<<<<

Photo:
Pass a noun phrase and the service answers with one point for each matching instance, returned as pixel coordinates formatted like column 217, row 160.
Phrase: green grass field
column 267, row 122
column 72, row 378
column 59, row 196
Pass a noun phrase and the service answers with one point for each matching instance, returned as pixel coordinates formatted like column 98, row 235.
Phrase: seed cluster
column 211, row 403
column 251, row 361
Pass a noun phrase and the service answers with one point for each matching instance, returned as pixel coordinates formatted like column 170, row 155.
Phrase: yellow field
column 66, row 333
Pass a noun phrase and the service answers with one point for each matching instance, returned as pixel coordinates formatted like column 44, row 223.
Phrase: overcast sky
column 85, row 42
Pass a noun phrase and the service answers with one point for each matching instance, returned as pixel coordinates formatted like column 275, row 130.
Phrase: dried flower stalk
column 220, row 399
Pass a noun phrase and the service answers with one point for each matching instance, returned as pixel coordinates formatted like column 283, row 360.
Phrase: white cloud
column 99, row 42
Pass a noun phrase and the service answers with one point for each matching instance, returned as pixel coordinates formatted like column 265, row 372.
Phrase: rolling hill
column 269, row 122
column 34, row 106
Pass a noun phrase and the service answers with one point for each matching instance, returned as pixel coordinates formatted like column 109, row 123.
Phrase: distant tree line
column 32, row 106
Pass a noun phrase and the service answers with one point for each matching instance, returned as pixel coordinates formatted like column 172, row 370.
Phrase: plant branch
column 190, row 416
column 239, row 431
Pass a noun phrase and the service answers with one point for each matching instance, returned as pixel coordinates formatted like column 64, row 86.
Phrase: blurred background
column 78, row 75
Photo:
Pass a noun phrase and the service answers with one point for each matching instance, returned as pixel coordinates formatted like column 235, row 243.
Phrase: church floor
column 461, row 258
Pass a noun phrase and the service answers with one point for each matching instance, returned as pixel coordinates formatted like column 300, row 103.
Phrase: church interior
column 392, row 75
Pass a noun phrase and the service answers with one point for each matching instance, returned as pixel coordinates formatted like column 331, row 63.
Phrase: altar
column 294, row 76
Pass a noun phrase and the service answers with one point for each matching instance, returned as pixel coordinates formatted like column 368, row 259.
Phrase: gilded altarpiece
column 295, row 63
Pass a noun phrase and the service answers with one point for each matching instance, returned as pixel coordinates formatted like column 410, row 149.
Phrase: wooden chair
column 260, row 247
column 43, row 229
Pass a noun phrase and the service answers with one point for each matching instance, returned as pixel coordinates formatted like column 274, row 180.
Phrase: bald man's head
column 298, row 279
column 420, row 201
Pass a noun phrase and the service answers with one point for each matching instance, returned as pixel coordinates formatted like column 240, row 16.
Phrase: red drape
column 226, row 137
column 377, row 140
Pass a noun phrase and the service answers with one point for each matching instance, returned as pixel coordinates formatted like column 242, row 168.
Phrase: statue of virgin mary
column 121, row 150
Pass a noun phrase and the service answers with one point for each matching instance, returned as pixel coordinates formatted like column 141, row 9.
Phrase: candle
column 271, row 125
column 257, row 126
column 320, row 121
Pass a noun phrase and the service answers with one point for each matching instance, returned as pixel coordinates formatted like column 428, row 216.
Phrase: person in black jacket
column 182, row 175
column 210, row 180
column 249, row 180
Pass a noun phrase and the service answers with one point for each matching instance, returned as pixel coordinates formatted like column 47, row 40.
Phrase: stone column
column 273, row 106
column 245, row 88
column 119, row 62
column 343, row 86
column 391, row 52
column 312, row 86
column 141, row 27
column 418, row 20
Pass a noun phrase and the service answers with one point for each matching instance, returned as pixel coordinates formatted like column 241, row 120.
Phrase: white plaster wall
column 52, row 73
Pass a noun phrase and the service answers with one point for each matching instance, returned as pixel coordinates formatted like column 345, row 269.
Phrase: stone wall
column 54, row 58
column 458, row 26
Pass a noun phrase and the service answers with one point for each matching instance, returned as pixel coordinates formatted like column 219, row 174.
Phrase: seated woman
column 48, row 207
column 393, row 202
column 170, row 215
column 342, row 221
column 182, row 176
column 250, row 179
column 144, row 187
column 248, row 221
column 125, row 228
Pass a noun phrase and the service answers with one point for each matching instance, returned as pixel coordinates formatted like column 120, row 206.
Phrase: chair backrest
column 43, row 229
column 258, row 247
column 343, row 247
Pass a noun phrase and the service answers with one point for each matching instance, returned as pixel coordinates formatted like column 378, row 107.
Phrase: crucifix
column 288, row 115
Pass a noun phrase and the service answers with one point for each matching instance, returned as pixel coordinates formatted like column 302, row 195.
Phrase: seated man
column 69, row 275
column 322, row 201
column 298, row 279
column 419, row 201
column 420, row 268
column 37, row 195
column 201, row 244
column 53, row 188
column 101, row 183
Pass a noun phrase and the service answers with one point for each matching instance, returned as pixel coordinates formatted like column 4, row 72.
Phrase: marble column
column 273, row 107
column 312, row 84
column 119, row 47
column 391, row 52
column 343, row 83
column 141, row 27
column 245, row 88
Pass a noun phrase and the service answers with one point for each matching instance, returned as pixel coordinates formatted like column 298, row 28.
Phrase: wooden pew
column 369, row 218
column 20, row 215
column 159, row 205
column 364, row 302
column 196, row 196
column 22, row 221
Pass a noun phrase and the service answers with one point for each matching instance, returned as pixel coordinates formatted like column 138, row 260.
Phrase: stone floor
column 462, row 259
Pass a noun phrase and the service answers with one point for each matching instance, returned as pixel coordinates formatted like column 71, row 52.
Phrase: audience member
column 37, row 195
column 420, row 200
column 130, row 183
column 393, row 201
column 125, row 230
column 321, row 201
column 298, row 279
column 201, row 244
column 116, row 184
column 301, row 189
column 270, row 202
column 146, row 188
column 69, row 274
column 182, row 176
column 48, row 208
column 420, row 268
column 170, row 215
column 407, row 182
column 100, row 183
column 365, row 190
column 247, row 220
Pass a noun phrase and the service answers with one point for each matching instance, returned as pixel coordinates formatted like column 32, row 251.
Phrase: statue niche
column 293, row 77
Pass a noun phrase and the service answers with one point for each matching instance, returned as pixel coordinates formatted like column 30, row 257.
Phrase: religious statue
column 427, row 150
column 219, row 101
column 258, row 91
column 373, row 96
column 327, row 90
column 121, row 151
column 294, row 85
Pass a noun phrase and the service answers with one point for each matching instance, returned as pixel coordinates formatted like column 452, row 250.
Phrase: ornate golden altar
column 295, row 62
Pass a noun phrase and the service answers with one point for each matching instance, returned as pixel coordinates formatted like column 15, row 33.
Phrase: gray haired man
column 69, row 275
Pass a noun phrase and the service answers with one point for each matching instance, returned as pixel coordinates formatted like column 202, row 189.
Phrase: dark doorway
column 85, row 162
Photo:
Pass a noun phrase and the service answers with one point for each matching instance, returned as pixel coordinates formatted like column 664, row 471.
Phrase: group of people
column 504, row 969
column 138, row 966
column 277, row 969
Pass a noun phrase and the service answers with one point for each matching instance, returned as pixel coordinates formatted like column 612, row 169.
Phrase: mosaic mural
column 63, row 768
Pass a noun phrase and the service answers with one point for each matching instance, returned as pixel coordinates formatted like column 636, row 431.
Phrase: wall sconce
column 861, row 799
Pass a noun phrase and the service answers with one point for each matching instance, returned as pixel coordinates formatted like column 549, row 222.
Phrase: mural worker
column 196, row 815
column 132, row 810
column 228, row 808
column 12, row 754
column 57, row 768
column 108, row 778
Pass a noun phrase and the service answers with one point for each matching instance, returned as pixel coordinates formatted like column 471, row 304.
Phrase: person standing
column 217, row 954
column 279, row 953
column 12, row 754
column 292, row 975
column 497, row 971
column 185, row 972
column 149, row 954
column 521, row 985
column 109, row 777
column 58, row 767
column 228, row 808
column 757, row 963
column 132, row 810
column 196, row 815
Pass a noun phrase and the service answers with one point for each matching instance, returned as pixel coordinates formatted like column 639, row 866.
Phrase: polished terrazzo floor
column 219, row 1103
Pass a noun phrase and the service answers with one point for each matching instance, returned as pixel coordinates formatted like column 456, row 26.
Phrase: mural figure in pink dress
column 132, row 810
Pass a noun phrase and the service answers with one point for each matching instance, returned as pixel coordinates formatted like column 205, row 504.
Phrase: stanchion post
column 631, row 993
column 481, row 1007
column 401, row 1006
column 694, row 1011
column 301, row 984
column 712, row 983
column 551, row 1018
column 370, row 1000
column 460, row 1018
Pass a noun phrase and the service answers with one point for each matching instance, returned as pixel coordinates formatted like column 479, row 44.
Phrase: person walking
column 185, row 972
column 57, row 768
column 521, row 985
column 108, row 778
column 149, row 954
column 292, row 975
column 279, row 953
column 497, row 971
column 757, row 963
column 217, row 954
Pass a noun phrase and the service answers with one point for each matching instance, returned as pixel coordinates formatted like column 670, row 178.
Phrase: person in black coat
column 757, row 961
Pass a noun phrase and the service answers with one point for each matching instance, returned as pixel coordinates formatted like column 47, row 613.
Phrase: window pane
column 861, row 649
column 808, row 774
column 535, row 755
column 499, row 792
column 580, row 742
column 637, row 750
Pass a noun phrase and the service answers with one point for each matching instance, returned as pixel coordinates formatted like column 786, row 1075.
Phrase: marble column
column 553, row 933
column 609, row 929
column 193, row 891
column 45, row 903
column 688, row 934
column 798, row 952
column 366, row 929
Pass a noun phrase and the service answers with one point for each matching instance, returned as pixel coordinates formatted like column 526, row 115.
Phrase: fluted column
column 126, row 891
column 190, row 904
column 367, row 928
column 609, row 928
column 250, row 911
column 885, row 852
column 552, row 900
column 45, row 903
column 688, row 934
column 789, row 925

>>>>

■ **Task directions**: Put the lines of the records into a JSON list of strings, starting at the line containing "141, row 9." and ending at the line containing "column 249, row 180". Use one string per line and leave out any blank lines.

■ **Finished answer**:
[
  "Pass a noun phrase and the service answers with one point for each matching instance, returned as pixel coordinates formatted like column 141, row 9.",
  "Phrase: candle",
  "column 271, row 125",
  "column 257, row 126",
  "column 320, row 121",
  "Pass a noun phrase and the service answers with one point for each matching instance, returned as pixel coordinates formatted like column 428, row 216.",
  "Phrase: person in black jacket",
  "column 182, row 175",
  "column 210, row 180",
  "column 249, row 180"
]